THE EXERCISE :: Locate the line that contains "Target: foliage" in the data that follows. Copy it and every subsequent line to the end, exactly, excluding pictures.

DATA IN THIS EXERCISE ::
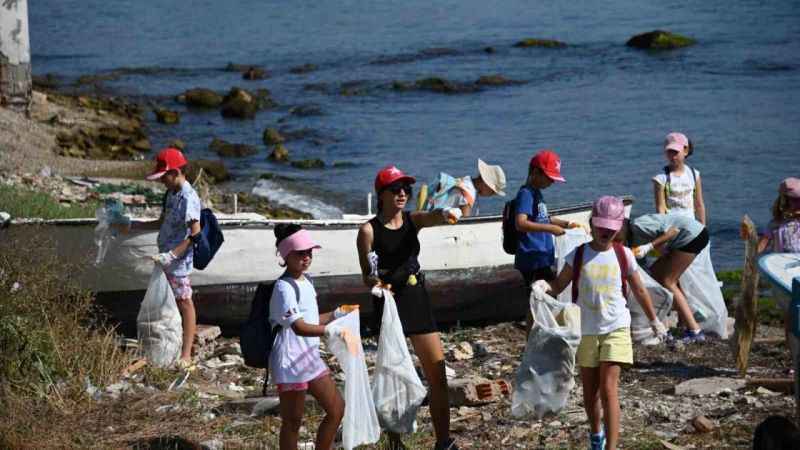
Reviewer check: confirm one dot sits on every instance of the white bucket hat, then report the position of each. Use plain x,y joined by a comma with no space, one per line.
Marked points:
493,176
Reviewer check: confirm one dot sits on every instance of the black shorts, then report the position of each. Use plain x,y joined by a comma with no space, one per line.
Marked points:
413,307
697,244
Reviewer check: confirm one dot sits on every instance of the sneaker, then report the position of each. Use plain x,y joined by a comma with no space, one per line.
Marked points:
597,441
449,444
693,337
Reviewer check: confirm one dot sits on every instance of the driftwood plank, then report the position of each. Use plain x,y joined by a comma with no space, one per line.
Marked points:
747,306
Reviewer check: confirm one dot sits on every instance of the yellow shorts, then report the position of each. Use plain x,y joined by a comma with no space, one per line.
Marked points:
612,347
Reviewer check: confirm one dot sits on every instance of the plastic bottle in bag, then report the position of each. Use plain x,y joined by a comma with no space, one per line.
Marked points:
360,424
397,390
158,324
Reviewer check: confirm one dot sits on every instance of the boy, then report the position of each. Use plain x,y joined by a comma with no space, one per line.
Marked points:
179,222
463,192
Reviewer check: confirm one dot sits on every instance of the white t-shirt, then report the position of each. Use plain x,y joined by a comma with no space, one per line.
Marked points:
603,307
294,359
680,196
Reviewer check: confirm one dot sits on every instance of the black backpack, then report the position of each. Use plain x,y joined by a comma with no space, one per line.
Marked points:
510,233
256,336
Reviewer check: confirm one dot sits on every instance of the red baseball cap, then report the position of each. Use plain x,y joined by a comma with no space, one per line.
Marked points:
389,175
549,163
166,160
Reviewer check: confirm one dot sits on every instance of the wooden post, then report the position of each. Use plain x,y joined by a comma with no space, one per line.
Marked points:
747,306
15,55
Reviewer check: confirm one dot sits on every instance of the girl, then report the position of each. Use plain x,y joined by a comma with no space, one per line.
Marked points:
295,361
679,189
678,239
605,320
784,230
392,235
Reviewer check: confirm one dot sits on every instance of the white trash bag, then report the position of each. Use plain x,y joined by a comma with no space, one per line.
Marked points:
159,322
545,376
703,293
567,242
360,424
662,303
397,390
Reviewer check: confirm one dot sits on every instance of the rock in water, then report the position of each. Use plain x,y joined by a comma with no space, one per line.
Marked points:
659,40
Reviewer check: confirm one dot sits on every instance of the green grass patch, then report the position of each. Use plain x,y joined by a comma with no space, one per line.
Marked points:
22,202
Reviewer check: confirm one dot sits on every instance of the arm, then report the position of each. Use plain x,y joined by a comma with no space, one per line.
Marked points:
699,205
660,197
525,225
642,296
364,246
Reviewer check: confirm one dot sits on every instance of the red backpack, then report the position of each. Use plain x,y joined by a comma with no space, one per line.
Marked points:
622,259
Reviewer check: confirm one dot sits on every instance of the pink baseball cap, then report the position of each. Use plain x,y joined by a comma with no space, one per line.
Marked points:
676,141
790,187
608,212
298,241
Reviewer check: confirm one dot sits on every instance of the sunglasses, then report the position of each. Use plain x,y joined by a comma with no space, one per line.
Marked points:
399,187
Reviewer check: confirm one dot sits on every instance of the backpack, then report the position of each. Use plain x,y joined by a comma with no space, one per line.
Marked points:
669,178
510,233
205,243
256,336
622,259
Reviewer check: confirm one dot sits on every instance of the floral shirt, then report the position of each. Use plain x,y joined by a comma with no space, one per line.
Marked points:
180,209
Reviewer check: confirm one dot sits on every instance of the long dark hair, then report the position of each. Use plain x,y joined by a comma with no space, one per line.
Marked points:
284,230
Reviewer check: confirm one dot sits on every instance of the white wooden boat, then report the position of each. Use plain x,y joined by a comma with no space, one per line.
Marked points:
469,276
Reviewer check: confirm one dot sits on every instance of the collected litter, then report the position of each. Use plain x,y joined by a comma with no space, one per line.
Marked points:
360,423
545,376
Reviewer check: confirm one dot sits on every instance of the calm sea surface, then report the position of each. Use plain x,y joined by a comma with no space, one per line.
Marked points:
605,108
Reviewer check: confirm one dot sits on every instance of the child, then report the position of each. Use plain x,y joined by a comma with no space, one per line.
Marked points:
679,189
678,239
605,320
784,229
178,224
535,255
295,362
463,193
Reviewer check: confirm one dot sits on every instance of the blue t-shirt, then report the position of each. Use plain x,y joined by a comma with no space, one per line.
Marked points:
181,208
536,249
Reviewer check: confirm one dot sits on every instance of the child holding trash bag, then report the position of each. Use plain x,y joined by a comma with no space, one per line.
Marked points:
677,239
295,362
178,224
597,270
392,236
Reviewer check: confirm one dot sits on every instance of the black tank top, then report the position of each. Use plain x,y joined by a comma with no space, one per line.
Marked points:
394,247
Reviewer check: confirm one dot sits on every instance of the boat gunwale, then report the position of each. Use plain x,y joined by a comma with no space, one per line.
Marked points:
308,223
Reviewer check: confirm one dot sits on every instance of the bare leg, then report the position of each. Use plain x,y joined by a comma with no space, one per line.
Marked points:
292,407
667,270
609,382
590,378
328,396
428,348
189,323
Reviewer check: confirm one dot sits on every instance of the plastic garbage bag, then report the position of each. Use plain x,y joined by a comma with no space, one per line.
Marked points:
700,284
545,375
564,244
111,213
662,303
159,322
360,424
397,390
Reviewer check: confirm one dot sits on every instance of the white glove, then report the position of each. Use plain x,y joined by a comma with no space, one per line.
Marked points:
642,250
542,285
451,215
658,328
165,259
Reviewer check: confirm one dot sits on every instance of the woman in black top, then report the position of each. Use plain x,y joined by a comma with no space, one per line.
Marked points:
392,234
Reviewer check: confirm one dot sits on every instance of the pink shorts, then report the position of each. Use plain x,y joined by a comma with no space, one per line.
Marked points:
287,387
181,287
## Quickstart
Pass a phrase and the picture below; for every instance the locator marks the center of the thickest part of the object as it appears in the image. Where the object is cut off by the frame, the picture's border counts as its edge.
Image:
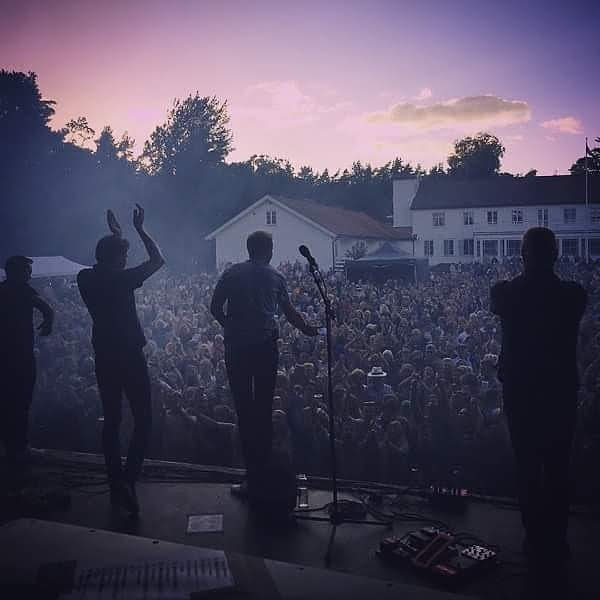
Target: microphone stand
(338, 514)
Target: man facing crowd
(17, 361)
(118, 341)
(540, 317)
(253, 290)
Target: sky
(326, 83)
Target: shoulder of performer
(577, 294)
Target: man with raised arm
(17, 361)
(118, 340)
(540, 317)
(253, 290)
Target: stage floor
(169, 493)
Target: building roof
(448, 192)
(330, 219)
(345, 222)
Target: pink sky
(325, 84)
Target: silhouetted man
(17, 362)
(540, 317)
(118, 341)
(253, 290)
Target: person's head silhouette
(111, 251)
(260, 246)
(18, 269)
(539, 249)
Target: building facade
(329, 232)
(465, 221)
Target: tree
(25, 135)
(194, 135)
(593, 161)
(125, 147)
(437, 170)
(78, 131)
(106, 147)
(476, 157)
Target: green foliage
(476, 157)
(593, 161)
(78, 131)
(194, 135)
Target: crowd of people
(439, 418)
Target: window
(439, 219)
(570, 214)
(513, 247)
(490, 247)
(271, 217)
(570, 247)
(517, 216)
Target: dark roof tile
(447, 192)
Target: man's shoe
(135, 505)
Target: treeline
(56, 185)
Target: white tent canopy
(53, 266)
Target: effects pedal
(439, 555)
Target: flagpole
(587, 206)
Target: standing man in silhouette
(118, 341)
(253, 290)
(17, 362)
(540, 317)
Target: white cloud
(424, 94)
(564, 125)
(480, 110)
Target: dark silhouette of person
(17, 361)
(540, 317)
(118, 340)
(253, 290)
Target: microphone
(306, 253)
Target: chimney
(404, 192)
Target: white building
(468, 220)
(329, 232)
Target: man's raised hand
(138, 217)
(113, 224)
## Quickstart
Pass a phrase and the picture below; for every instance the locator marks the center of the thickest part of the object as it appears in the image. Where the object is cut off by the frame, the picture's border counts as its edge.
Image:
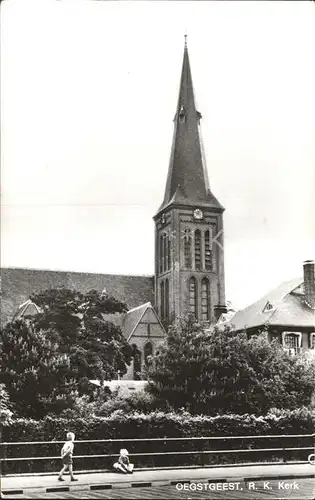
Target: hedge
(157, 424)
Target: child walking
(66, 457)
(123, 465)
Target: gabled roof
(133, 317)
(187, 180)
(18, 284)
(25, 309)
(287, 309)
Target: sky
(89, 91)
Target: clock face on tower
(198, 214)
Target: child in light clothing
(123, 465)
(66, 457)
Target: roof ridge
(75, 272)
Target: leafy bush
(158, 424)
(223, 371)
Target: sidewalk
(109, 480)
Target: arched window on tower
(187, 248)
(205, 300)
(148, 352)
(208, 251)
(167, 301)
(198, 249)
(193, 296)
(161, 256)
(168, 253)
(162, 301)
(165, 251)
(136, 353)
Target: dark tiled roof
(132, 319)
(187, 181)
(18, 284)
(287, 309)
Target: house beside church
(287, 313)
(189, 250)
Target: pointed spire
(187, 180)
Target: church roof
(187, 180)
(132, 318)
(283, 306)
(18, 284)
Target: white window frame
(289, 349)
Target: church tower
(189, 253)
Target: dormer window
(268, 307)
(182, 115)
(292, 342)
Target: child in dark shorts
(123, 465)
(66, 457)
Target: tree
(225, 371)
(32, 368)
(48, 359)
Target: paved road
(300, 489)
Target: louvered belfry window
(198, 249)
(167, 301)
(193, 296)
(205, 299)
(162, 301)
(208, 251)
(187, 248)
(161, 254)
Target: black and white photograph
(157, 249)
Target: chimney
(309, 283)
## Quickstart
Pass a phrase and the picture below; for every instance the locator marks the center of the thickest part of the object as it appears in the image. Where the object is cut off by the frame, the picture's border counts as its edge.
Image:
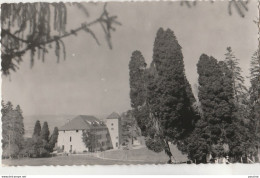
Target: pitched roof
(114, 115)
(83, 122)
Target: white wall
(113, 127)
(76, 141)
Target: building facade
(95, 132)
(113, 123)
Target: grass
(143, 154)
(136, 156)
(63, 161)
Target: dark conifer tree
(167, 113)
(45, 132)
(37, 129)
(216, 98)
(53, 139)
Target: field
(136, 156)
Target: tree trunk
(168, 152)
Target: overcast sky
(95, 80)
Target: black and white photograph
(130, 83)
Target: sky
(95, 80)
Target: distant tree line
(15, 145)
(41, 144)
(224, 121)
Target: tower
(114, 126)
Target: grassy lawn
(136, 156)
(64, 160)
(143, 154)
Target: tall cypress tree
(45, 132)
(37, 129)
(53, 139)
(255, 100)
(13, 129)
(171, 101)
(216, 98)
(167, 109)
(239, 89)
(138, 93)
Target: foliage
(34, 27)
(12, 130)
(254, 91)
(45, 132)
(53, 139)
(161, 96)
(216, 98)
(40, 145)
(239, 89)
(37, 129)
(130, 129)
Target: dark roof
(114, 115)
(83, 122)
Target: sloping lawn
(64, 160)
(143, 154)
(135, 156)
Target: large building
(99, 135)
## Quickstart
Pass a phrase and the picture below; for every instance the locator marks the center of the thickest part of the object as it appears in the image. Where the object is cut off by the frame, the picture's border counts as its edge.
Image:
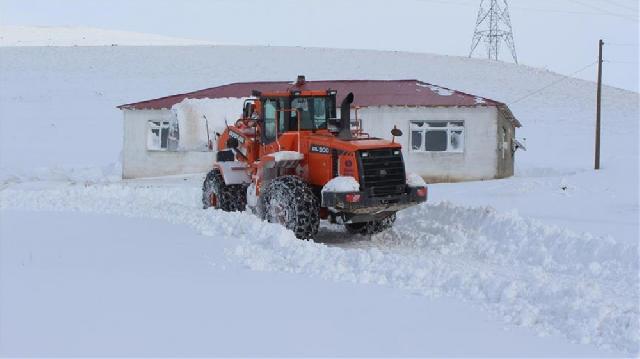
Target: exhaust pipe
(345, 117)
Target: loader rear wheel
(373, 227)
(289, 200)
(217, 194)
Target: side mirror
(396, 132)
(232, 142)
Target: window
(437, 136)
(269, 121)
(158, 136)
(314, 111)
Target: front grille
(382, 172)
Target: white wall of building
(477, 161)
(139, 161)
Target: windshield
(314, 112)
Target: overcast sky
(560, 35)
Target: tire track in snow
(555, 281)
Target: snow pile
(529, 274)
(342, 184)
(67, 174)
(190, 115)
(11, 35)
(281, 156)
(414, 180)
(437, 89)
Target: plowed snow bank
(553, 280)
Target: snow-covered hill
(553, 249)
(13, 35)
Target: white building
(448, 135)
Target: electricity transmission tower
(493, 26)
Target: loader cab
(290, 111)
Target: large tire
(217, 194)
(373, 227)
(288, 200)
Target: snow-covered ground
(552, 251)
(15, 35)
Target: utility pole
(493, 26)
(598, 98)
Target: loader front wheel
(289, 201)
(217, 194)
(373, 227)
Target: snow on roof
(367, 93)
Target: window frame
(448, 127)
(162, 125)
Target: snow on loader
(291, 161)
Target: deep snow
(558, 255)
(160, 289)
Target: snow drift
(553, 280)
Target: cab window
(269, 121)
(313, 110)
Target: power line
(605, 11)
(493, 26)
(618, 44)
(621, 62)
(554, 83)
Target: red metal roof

WRITTEN ANSWER ::
Target: foliage
(34, 27)
(12, 130)
(254, 91)
(45, 132)
(53, 139)
(161, 96)
(216, 98)
(40, 145)
(239, 89)
(37, 129)
(130, 129)
Target: dark roof
(114, 115)
(83, 122)
Target: sloping lawn
(64, 160)
(143, 154)
(135, 156)
Target: large building
(99, 135)
## Quickstart
Pass a phrase and the picture below; for every instance the locator marks the center of the thickest part of the object as it appears in the image. Where the object is cut off by the frame, the picture's border counts as its edge.
Image:
Target: exhaust pipe
(345, 117)
Target: loader rear wheel
(373, 227)
(289, 200)
(217, 194)
Target: side mirror
(396, 132)
(232, 142)
Target: window
(437, 136)
(269, 121)
(158, 136)
(314, 111)
Target: front grille
(382, 172)
Target: white wall of building
(477, 161)
(139, 161)
Target: windshield
(314, 112)
Target: overcast sky
(560, 35)
Target: tire track in snow
(555, 281)
Target: snow pile
(529, 274)
(342, 184)
(67, 174)
(190, 115)
(11, 35)
(281, 156)
(414, 180)
(437, 89)
Target: plowed snow bank
(553, 280)
Target: snow-covered hill
(553, 249)
(13, 35)
Target: white building
(448, 135)
Target: electricity transmission tower
(493, 26)
Target: loader cab
(290, 111)
Target: large tire
(217, 194)
(373, 227)
(288, 200)
Target: snow-covered ground
(552, 251)
(15, 35)
Target: utility pole
(493, 26)
(598, 98)
Target: loader front wheel
(289, 201)
(217, 194)
(373, 227)
Target: snow on roof
(367, 93)
Target: window frame
(448, 127)
(162, 125)
Target: snow on loader
(291, 161)
Target: deep snow
(558, 255)
(160, 289)
Target: snow drift
(553, 280)
Target: cab window
(269, 121)
(313, 110)
Target: power line
(605, 11)
(493, 26)
(618, 44)
(621, 62)
(554, 83)
Target: red metal roof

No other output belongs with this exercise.